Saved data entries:
_ _ _ _

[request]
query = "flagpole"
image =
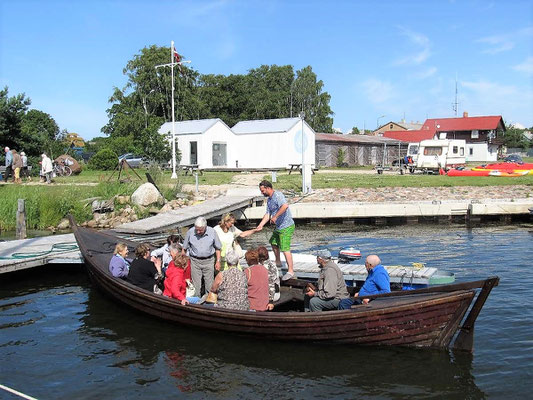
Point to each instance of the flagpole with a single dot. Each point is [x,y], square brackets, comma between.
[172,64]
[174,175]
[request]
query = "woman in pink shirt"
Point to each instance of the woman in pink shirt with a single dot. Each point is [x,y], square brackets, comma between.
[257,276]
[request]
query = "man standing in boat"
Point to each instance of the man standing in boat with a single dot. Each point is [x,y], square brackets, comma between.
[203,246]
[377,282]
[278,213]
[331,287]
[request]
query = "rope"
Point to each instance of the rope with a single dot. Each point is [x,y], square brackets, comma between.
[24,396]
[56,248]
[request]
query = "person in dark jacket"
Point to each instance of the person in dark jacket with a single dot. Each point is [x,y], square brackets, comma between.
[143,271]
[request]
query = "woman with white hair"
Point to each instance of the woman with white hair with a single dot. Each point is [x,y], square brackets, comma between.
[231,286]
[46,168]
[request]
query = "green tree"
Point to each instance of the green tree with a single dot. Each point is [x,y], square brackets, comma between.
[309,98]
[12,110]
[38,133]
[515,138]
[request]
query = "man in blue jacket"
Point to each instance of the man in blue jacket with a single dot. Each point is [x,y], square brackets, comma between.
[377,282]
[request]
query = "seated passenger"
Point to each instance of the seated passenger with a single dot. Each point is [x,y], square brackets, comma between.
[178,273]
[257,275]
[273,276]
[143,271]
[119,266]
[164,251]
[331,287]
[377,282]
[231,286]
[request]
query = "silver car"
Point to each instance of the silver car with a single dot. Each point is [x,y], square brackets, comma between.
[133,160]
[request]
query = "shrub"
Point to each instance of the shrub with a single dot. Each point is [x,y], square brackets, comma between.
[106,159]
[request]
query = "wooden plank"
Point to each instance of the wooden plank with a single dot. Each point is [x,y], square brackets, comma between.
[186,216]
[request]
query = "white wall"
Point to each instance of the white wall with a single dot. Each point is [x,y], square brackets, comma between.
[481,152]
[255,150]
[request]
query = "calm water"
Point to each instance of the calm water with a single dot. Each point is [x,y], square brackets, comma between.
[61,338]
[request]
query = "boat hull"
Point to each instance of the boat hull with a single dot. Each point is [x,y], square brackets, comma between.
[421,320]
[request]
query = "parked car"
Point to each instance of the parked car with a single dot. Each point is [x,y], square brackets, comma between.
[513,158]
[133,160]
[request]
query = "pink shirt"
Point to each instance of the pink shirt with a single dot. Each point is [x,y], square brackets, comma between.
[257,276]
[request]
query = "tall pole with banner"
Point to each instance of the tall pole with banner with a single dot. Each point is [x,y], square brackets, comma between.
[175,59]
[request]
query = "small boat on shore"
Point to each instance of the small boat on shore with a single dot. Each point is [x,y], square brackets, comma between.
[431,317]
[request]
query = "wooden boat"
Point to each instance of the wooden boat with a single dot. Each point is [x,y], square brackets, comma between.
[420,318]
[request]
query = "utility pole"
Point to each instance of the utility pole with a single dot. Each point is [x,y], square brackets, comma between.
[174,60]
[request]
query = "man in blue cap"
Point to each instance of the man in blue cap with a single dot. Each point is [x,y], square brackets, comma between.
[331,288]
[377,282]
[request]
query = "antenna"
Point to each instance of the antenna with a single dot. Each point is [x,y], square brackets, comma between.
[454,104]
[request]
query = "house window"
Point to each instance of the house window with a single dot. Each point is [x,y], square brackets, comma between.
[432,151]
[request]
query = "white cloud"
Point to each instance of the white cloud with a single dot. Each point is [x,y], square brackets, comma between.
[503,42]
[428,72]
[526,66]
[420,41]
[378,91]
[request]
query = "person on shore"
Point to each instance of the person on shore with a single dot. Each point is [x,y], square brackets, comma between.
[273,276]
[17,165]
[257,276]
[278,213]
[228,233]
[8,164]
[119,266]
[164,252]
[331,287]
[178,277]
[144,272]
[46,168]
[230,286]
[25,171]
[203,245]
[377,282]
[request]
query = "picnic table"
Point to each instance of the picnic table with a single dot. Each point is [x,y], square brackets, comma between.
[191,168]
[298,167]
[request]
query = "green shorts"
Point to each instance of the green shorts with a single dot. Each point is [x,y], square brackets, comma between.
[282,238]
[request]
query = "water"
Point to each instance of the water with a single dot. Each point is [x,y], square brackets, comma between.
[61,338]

_ _ _ _

● **Task statement**
Omit the pictures and output all of the other material exactly.

● **Completed exercise**
[request]
query = "flagpole"
image =
Point to each instance of the flagpole with a single dot. Each point is [x,y], square brackets, comma between.
[172,64]
[174,175]
[request]
query = "woman in pink shirt"
Point to each instance of the woman in pink shirt with a single dot. Each point is [x,y], square brackets, comma between.
[257,276]
[request]
query = "man standing in boat"
Point to each instance of the man standing in boat with a single dot. Each point is [x,y], square brackets, comma between.
[203,246]
[377,282]
[278,213]
[331,287]
[request]
query = "rope"
Point to each instance of the rope with a single dot. Each point is [x,y], square brackets, comma between.
[24,396]
[56,248]
[request]
query = "person in dark jacket"
Point to each instance of the person in dark jacket with a single dot. Each point is [x,y], square brackets, comma between.
[143,271]
[request]
query = "woman with white hair"
Point to each instance of the woman with white hair with a single dot. Each point is [x,y], square brackets, comma between.
[231,286]
[46,168]
[request]
query = "green tree"
Point to each instance of the green tree with a single dot. Each point is [x,y], square brackets, comma between.
[309,98]
[12,110]
[38,133]
[515,138]
[request]
query = "man in blue jacket"
Point to each instance of the man in blue jacket with a single dot. Each point is [x,y], square brackets, comma between.
[377,282]
[request]
query = "seated passenger"
Point to each instance of the seated passenger with a single dot. Each point is [x,y], square brackets, comma between.
[178,273]
[257,275]
[273,276]
[143,271]
[119,266]
[164,251]
[331,287]
[377,282]
[231,286]
[request]
query = "silver car"
Point to each instance of the silver car with a single dot. Each point is [x,y], square brackets, comma between.
[133,160]
[request]
query = "shrub"
Point to each instance of the shrub with a single dot. Each point is [x,y], square brackets, comma between.
[106,159]
[request]
query = "wooden plank"
Point to each instance of the wooden plank with a single dot. Each point is [x,y], square brackets, comma between.
[186,216]
[request]
query = "white wall"
Point to each instance of the white wall with a single dot. Each point is [x,y], square brackets, comma between.
[481,152]
[255,150]
[request]
query = "calm water"
Point to each instance of the calm water with a single dot. Each point is [x,y], square brackets, comma between.
[61,338]
[request]
query = "boat hull"
Point to each instance of the boat hull with a single dot. Each point is [x,y], square brackets, comma between.
[421,320]
[request]
query = "parked car"
Point to each instance of the parked car with a single dot. Each point is [x,y], square brackets, comma between.
[513,158]
[133,160]
[request]
query = "pink shirt"
Point to each instance of the pink shirt with a single dot. Each point is [x,y], square brackets, comma between.
[257,276]
[request]
query = "tall pole with banner"
Point to each instance of the tall pole with banner with a single dot. Each point is [x,y], square brackets, comma between.
[175,59]
[request]
query = "small boat on shore"
Point to each instance of the small boat on shore with a single dot. Each point is [x,y], square brackets, comma between.
[431,317]
[request]
query = "wooden boat"
Point to each instance of the wooden boat with a single dot. Each point is [x,y], square brackets, comma between.
[420,318]
[request]
query = "utility pole"
Point to each instance of the utility pole with a single dot. Each point is [x,y], square brackets, comma between.
[174,60]
[request]
query = "man in blue cap"
Point to each instance of the man in blue cap with a single dot. Each point is [x,y], square brackets, comma between.
[331,288]
[377,282]
[request]
query = "antenna"
Point to each instance of the antenna with a single dot. Each point is [x,y], square brackets, comma between.
[454,104]
[request]
query = "house window"
Point to each instance of the house window with a single dot. Each point is [x,y], square brackets, comma between.
[432,151]
[request]
query = "white cloud"
Point to each instance of the white cloud with a single dot. Each point is [x,y], square brackets, comma between.
[503,42]
[428,72]
[526,66]
[420,41]
[378,91]
[request]
query = "person on shore"
Point to each instance of the person on shore with a single dot. Each point is [x,y], square brackets, comma between.
[273,276]
[17,165]
[257,276]
[278,213]
[228,233]
[8,164]
[119,266]
[164,252]
[331,287]
[178,277]
[144,272]
[46,168]
[230,286]
[25,171]
[203,245]
[377,282]
[request]
query = "picnic table"
Point to each instance of the picnic table with a single dot. Each point is [x,y], square brackets, comma between.
[191,168]
[298,167]
[request]
query = "green shorts"
Point to each instance of the green shorts with a single dot. Each point is [x,y], square brackets, comma between.
[282,238]
[request]
query = "water"
Point to each instance of the water with a single dot. Each point is [x,y], square brackets, comma between.
[61,338]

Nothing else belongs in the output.